**Supplied material:**
[Start]

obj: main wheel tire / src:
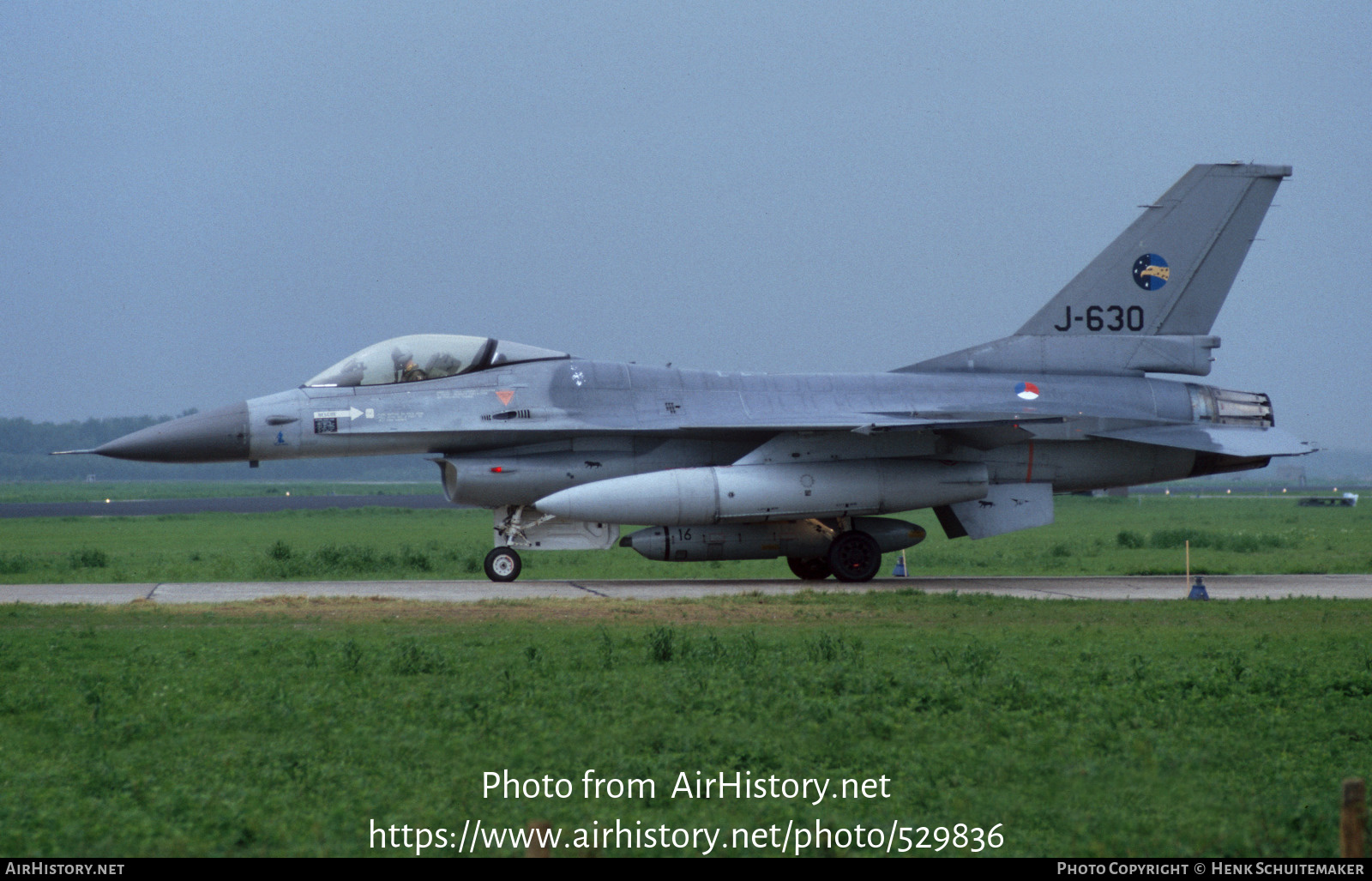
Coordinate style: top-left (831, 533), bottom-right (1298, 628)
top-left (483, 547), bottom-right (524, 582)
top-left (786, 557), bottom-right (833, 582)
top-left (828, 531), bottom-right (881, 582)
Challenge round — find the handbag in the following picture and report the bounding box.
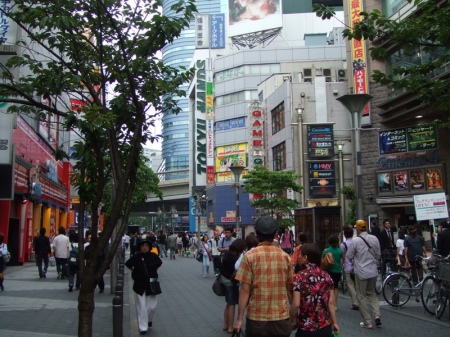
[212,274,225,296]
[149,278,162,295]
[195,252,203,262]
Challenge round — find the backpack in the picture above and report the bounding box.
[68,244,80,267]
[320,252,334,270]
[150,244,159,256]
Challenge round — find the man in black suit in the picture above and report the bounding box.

[End]

**Task to carry out:**
Can you write out the records again with every "Challenge round" changed to "Practice round", keeping everything else the same and leaving the pictures out?

**Result of this exercise:**
obj: main wheel tire / src:
Coordinate style: top-left (831, 533), bottom-right (1298, 628)
top-left (483, 547), bottom-right (524, 582)
top-left (786, 557), bottom-right (833, 582)
top-left (828, 531), bottom-right (881, 582)
Practice round — find the handbag in the following picture and report the bounding box.
[212,274,225,296]
[149,278,162,295]
[195,252,203,262]
Practice round — find the backpack in the picture above and report the bounding box.
[68,244,80,267]
[320,252,334,270]
[150,244,159,256]
Practice round — find the man in black suit in the picture above and report the bounding box.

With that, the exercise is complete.